• Compiti da svolgere:
1 - Secondo il brano, quali cose aveva fatto o faceva Lucia, la pastorella di Fatima?
2 - Trascrivi dal brano la parte che si apre con le parole contenenti "I tempi sono" e si chiude con "una qualche stortura.".

Cosa chiediamo ai bambini

I tempi sono cambiati, e con loro i bambini: tremavo all'idea di spiegare a mio figlio che cosa vuol dire provare in Quaresima a darsi un limite...

Cosa chiediamo ai bambini

 

Con molle sufficienti sotto ai piedi, avrei fatto un salto in Cielo per chiedere consiglio alla venerabile Nennolina, che a sei anni ha offerto la sua gambina col tumore a nostro Signore, e a sette la vita tutta intera. Già che c’ero, mi sarei fatto indicare pure la scranna di Lucia, già pastorella di Fatima, che prima delle medie aveva visitato l’inferno dal vero, indossava il cilicio, e faceva digiuno con la sicurezza che il pranzo che non prendeva si poteva scambiare con un bel colpo da dietro a una qualche stortura.

• Dati memorizzati:
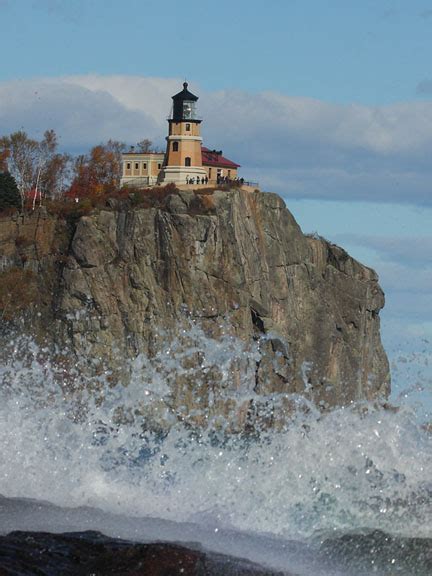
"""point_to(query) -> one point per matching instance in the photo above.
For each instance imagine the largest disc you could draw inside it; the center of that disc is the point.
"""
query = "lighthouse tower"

• Risposte ai compiti:
1 -
- Aveva visitato l'inferno dal vero prima delle medie
- Indossava il cilicio
- Faceva digiuno

2 -
I tempi sono cambiati, e con loro i bambini: tremavo all'idea di spiegare a mio figlio che cosa vuol dire provare in Quaresima a darsi un limite...

Cosa chiediamo ai bambini

 

Con molle sufficienti sotto ai piedi, avrei fatto un salto in Cielo per chiedere consiglio alla venerabile Nennolina, che a sei anni ha offerto la sua gambina col tumore a nostro Signore, e a sette la vita tutta intera. Già che c’ero, mi sarei fatto indicare pure la scranna di Lucia, già pastorella di Fatima, che prima delle medie aveva visitato l’inferno dal vero, indossava il cilicio, e faceva digiuno con la sicurezza che il pranzo che non prendeva si poteva scambiare con un bel colpo da dietro a una qualche stortura.